▶ Stated problem a: Pick out each line of the records that contains the string "face", treating uppercase and lowercase as different, and copy those lines.

Inertial Exciter—Outer Magnet Type Examples

[0380] A first inertial exciter 201a that exemplifies an inertial exciter of the outer magnet type is shown in FIG. 5(a).

[0381] The inertial exciter 201a shown in FIG. 5(a) includes many features which are common to the inertial exciter 101a shown in FIG. 4(a)(i). Alike features have been given alike reference numerals where appropriate and are not described in further detail, except where necessary.

[0382] The magnet assembly 202a includes a magnet unit 210a and a frame 220a to which the magnet unit 210a is attached.

[0383] In this example, the magnet unit 210a includes a (ring-shaped) main magnet 212a, a (ring-shaped) washer 213a and a T-yoke 215a (which looks like an upside down “T” as drawn). The magnet unit 210a is configured to provide a magnetic field in an air gap 216a. The air gap 216a extends around a movement axis 206a of the inertial exciter 201a.

[0384] The outer magnet type examples can be useful as they allow more magnet material to be used compared with the inner magnet type examples, and therefore enable more powerful exciters, as may be desirable in some cases.

[0385] In this example, the frame 220a includes a base portion 222a which extends radially inwardly with respect to the movement axis 206a (in this example from a base of the T-yoke 215a).

Position annotation records

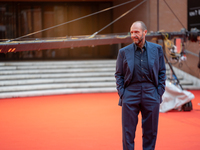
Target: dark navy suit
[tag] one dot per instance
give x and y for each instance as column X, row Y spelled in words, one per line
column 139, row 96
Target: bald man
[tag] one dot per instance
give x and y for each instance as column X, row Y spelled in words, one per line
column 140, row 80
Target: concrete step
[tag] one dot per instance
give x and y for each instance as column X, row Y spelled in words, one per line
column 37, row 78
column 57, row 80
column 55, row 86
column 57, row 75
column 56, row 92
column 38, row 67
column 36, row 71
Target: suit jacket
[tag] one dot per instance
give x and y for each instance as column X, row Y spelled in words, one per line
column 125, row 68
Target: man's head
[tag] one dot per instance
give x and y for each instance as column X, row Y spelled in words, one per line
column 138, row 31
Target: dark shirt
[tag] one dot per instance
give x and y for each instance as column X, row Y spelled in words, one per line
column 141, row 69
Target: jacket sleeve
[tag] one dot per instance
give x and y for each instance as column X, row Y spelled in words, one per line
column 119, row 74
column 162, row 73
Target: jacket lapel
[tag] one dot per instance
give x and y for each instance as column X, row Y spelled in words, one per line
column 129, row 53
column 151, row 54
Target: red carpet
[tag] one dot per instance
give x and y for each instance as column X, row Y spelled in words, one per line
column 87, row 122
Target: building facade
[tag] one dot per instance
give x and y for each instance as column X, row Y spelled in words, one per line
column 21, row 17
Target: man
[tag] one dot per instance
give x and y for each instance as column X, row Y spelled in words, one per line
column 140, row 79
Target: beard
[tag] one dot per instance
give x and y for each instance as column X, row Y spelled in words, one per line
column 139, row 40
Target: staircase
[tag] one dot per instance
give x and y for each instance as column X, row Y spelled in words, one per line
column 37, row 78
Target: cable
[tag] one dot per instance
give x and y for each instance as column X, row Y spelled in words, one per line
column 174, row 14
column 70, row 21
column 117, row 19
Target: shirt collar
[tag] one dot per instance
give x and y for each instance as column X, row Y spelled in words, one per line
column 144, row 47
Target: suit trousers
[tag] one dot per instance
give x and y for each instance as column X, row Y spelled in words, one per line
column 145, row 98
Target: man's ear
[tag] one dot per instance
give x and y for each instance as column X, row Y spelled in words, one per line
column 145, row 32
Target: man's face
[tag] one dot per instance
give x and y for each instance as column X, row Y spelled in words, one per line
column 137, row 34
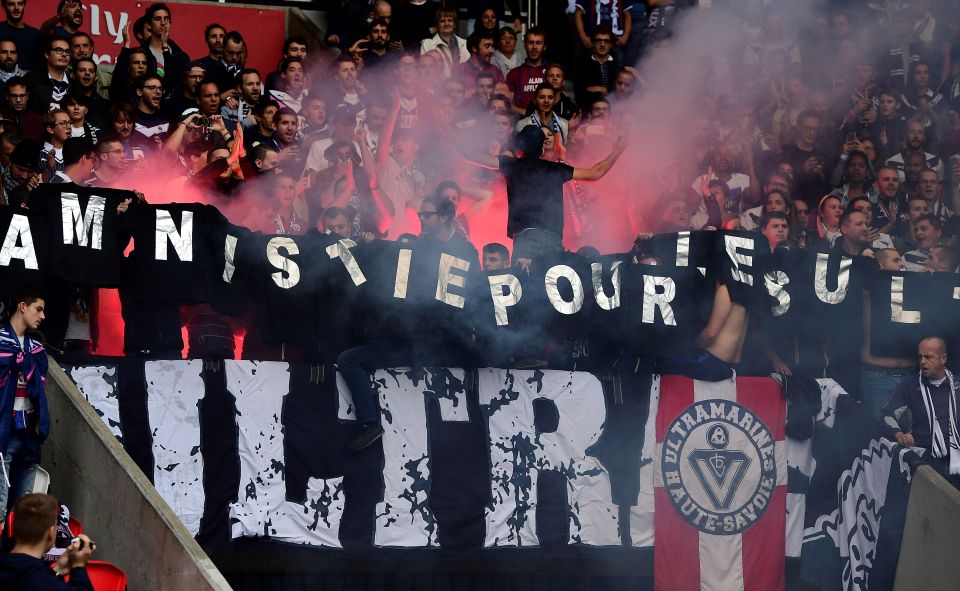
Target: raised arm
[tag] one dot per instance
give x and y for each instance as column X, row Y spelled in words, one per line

* * *

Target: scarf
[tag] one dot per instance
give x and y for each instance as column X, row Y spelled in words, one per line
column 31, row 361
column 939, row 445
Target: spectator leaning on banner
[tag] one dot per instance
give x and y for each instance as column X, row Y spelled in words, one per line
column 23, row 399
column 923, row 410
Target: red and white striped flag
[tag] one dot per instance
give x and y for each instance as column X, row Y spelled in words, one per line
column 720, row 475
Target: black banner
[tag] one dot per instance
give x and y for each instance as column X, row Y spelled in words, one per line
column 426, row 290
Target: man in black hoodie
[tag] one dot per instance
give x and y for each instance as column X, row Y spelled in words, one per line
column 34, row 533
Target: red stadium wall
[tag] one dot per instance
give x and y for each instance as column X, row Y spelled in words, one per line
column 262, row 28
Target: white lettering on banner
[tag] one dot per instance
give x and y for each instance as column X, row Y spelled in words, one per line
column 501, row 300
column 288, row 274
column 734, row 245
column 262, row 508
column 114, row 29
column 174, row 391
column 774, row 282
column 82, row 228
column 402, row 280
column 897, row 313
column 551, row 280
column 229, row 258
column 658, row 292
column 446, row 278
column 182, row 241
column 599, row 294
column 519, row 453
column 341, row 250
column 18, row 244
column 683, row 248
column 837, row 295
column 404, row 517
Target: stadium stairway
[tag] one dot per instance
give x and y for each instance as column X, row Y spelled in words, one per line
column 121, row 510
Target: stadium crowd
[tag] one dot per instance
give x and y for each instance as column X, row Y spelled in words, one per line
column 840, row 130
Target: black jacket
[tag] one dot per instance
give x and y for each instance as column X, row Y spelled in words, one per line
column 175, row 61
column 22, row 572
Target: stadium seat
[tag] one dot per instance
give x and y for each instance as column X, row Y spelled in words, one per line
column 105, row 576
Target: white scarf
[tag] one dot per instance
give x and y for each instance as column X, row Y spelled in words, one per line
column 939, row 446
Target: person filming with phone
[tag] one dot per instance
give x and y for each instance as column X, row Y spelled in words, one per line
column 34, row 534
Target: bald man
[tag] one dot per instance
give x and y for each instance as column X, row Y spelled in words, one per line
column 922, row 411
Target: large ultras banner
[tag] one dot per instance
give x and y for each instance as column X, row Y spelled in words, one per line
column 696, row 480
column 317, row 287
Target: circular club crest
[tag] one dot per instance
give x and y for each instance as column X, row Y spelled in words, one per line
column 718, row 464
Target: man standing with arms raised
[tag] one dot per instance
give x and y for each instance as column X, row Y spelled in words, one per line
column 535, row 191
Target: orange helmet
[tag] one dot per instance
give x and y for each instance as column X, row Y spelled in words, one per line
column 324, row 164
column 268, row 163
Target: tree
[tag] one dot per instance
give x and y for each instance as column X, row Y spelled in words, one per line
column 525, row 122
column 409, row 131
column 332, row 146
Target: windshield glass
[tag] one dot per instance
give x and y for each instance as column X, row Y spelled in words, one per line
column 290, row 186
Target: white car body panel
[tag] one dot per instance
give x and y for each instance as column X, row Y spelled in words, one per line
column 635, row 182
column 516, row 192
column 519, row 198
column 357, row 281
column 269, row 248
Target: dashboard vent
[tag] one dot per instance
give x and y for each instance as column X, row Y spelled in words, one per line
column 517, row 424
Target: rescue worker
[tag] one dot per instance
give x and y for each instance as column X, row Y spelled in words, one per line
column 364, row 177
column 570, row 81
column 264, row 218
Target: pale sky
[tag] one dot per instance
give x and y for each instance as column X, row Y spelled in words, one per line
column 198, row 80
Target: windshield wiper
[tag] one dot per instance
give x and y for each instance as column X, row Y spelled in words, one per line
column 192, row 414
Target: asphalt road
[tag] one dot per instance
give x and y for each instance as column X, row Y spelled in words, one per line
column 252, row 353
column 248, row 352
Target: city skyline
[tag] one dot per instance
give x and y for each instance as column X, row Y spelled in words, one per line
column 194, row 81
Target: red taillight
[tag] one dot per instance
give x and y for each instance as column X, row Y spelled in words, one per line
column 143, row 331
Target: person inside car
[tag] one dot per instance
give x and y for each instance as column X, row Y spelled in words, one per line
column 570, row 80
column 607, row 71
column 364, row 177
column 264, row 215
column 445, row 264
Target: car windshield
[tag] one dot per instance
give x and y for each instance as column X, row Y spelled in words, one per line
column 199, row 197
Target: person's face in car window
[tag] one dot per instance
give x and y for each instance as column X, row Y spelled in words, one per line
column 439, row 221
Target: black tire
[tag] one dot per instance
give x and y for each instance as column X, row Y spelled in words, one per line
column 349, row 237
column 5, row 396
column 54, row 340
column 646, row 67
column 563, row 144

▶ Stated problem b: Quote the whole passage on outer magnet type inertial exciters, word for word.

▶ Output a:
Target: man's face
Target: person's face in car window

▶ Output b:
Inertial Exciter—Outer Magnet Type Examples

[0380] A first inertial exciter 201a that exemplifies an inertial exciter of the outer magnet type is shown in FIG. 5(a).

[0381] The inertial exciter 201a shown in FIG. 5(a) includes many features which are common to the inertial exciter 101a shown in FIG. 4(a)(i). Alike features have been given alike reference numerals where appropriate and are not described in further detail, except where necessary.

[0382] The magnet assembly 202a includes a magnet unit 210a and a frame 220a to which the magnet unit 210a is attached.

[0383] In this example, the magnet unit 210a includes a (ring-shaped) main magnet 212a, a (ring-shaped) washer 213a and a T-yoke 215a (which looks like an upside down “T” as drawn). The magnet unit 210a is configured to provide a magnetic field in an air gap 216a. The air gap 216a extends around a movement axis 206a of the inertial exciter 201a.

[0384] The outer magnet type examples can be useful as they allow more magnet material to be used compared with the inner magnet type examples, and therefore enable more powerful exciters, as may be desirable in some cases.

[0385] In this example, the frame 220a includes a base portion 222a which extends radially inwardly with respect to the movement axis 206a (in this example from a base of the T-yoke 215a).